** Source document **
◇ ◇ ◇ ◇ ◇

Referring back to FIG. 2, during conventional operation of telephone 100, acoustic energy, most often in the form of human speech, is received by microphone 108, where it is converted into electrical energy in the form of an analog waveform and provided to analog-to-digital (A/D) converter 200. A/D 200 receives the analog waveform and converts it into a digital representation, often in the form of a pulse coded modulated (PCM) digital signal. The digital signal is then provided to modulator 202, where the digital signal is modulated in accordance with the particular type of transmission scheme in use. For example, modulator 202 could be a CDMA modulator, a TDMA modulator, an AMPS modulator, or any other modulator known in the art. The modulated digital signal is then provided
to RF transceiver 204, where it is upconverted to a very high frequency for transmission through antenna 206.

◇ ◇ ◇ ◇ ◇

(Excerpts from a point labeling dataset)
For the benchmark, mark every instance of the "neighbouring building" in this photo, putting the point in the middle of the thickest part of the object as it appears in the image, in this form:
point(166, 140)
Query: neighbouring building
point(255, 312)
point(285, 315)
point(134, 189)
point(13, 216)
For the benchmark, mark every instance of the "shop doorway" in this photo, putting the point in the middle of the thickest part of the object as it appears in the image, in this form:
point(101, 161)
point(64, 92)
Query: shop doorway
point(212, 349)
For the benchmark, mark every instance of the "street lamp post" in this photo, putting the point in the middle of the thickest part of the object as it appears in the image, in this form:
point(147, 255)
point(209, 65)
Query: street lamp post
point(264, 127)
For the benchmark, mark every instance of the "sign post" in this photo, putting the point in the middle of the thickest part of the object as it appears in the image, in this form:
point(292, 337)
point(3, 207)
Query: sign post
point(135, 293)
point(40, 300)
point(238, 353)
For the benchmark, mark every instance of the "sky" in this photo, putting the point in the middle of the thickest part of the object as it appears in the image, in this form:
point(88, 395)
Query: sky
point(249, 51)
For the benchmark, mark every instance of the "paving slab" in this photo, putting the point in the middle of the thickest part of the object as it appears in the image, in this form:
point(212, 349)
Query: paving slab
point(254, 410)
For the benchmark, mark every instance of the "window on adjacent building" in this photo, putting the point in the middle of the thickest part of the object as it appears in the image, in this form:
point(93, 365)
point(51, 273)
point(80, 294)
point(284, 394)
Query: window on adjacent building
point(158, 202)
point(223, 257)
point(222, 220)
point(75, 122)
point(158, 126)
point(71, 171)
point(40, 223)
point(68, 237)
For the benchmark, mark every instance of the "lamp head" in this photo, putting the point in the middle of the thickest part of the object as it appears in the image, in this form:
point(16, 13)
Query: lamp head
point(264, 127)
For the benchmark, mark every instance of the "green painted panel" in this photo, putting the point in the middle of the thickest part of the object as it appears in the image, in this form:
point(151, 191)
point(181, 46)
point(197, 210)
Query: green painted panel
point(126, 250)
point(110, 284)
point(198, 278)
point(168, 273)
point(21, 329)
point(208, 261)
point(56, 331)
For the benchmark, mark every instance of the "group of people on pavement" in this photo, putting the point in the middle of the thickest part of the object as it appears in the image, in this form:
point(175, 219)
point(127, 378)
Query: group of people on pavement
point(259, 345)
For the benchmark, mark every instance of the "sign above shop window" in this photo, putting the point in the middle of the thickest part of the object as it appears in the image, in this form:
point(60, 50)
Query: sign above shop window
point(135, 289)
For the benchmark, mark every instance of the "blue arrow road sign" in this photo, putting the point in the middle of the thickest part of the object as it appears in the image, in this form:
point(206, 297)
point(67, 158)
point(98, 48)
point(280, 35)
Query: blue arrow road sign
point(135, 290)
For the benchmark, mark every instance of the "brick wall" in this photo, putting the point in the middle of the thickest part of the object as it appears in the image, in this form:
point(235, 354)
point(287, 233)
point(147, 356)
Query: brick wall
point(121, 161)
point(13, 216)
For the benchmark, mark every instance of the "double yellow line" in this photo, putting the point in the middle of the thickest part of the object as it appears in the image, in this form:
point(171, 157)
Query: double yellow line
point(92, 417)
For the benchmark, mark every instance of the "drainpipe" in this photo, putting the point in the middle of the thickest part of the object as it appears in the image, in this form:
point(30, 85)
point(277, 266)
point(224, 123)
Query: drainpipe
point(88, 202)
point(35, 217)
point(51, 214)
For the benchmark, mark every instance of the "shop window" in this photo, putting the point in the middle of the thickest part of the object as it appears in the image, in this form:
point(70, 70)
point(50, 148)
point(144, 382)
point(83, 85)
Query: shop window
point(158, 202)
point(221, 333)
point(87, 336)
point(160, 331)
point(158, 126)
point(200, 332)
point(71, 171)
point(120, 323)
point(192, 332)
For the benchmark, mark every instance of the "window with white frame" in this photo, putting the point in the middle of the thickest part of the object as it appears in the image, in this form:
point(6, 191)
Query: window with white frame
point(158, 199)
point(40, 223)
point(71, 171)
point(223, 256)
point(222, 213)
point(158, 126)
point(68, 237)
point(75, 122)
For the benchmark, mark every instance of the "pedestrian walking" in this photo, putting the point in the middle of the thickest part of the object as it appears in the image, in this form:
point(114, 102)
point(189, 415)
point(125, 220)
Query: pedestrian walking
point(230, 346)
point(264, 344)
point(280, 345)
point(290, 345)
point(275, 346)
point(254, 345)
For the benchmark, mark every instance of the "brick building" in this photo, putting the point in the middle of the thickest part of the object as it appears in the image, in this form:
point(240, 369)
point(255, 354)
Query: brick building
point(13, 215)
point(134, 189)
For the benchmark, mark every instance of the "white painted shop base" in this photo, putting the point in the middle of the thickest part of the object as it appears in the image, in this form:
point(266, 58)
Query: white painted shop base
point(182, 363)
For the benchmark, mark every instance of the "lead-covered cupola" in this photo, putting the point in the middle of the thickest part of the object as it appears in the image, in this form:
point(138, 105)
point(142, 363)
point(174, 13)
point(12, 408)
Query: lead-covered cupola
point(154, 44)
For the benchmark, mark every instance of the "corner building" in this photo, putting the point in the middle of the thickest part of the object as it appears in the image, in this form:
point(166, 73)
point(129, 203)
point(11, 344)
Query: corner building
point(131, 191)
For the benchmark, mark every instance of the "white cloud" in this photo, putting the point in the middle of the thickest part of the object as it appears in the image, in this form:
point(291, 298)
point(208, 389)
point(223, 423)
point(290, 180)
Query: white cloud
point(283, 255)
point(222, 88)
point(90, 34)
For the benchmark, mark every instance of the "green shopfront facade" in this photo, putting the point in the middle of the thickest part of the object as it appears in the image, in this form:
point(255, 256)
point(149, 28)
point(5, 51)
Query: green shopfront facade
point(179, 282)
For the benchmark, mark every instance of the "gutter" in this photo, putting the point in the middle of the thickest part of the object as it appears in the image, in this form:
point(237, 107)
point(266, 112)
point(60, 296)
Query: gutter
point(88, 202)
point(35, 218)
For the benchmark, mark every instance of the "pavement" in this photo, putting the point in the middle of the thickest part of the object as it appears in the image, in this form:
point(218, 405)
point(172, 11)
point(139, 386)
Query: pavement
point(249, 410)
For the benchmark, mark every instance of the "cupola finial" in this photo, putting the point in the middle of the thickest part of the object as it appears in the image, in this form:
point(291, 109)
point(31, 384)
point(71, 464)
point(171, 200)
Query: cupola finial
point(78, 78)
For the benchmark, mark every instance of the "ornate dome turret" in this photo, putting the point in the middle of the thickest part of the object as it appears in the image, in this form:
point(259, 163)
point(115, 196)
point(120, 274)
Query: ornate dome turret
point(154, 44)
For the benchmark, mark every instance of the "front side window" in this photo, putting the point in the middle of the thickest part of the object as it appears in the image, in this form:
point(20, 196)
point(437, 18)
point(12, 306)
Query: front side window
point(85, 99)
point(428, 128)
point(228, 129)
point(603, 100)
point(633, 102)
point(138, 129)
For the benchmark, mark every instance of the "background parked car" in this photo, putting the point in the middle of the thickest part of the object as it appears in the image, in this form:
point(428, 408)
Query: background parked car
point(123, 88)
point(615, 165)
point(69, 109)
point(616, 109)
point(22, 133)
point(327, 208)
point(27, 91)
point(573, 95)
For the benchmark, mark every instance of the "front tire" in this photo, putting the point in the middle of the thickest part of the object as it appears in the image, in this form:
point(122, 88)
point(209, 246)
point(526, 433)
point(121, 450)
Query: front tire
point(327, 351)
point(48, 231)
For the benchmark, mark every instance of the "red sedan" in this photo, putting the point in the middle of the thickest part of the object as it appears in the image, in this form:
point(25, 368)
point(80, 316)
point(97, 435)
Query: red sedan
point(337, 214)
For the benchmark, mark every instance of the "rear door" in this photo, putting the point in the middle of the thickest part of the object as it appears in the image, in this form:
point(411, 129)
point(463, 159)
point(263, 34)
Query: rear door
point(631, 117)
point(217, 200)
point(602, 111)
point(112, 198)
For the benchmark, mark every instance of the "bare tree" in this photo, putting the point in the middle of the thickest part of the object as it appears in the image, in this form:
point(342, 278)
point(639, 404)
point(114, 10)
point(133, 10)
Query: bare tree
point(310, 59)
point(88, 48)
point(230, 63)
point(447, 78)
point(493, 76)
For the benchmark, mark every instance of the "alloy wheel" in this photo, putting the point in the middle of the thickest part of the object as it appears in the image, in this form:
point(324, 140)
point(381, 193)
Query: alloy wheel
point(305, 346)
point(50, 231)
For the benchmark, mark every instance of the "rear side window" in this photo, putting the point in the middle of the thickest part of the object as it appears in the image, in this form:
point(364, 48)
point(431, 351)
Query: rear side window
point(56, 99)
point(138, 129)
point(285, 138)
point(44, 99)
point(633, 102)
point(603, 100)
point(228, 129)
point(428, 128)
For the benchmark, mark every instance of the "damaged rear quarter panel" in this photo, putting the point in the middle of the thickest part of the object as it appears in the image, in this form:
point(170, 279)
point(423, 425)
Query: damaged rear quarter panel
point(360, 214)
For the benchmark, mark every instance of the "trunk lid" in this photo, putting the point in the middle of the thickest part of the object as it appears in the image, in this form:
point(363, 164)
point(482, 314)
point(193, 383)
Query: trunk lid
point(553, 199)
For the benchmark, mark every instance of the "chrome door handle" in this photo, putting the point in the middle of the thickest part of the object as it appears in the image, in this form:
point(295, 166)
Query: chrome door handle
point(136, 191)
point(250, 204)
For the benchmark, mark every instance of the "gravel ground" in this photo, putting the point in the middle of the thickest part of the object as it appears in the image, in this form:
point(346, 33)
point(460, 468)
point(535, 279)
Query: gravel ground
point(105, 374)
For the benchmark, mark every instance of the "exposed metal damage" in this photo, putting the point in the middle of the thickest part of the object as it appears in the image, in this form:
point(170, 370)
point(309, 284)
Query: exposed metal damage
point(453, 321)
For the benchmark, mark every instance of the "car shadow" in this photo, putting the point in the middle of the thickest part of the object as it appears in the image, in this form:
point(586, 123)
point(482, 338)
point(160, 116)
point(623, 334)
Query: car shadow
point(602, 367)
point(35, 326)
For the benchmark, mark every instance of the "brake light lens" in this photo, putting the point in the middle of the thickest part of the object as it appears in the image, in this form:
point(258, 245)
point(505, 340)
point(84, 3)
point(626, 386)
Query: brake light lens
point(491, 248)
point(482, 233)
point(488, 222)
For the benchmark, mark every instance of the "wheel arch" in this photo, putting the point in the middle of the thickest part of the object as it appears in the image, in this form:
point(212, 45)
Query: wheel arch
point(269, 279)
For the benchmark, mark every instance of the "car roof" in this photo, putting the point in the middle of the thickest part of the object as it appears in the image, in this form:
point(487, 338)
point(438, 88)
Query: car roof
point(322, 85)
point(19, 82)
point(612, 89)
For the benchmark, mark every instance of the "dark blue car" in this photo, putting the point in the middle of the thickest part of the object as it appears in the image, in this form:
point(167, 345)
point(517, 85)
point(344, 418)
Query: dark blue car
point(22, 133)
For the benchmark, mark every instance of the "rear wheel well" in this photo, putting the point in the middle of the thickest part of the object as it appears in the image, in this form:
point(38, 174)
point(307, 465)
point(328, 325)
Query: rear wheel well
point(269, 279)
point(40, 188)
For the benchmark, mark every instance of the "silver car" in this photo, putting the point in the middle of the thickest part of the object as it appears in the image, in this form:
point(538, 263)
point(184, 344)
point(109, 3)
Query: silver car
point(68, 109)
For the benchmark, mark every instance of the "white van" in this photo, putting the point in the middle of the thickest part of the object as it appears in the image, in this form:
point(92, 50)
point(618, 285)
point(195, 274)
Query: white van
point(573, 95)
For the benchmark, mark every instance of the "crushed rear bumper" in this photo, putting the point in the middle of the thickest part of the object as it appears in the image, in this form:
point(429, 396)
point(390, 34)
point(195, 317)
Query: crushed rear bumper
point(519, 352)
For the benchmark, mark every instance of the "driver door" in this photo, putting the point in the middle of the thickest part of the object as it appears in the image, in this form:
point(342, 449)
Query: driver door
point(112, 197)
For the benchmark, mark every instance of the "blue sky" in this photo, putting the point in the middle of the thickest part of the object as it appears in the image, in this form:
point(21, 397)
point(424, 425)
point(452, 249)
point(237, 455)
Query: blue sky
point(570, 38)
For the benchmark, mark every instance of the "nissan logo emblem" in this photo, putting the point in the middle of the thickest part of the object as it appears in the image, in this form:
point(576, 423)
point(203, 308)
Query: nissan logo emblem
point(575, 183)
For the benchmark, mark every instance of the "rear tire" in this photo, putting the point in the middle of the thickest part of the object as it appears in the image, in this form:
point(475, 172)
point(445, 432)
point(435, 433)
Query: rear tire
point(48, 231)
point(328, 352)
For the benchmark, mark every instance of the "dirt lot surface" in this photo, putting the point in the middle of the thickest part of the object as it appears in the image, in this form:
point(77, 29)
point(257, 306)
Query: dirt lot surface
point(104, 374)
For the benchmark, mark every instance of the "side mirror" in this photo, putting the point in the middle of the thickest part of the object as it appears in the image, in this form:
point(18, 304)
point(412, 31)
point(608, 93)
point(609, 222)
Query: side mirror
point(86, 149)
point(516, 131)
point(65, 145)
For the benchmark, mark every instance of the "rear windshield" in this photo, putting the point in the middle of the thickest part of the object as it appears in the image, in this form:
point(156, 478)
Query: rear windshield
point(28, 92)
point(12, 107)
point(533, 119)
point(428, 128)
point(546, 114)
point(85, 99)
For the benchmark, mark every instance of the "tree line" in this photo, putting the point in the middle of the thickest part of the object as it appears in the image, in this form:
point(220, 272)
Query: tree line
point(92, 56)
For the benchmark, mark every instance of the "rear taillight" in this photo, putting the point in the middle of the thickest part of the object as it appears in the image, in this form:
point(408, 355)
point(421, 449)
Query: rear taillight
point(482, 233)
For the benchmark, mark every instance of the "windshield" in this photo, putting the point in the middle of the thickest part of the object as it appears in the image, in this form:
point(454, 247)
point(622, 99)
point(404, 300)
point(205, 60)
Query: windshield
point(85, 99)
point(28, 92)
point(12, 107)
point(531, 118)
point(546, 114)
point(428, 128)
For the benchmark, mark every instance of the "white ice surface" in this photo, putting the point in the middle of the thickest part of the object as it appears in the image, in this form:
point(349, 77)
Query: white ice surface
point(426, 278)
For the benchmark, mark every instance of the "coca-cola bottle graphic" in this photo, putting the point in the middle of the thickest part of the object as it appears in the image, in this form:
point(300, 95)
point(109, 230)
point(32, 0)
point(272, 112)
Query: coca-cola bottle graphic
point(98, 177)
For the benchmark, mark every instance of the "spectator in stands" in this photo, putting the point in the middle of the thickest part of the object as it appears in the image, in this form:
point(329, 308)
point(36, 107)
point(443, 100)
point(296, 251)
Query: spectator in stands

◇ ◇ ◇ ◇ ◇

** Instructions for the task **
Reproduce word for word the part of the telephone transmission passage starting with "Referring back to" and going on through "through antenna 206.".

** Finished answer **
Referring back to FIG. 2, during conventional operation of telephone 100, acoustic energy, most often in the form of human speech, is received by microphone 108, where it is converted into electrical energy in the form of an analog waveform and provided to analog-to-digital (A/D) converter 200. A/D 200 receives the analog waveform and converts it into a digital representation, often in the form of a pulse coded modulated (PCM) digital signal. The digital signal is then provided to modulator 202, where the digital signal is modulated in accordance with the particular type of transmission scheme in use. For example, modulator 202 could be a CDMA modulator, a TDMA modulator, an AMPS modulator, or any other modulator known in the art. The modulated digital signal is then provided
to RF transceiver 204, where it is upconverted to a very high frequency for transmission through antenna 206.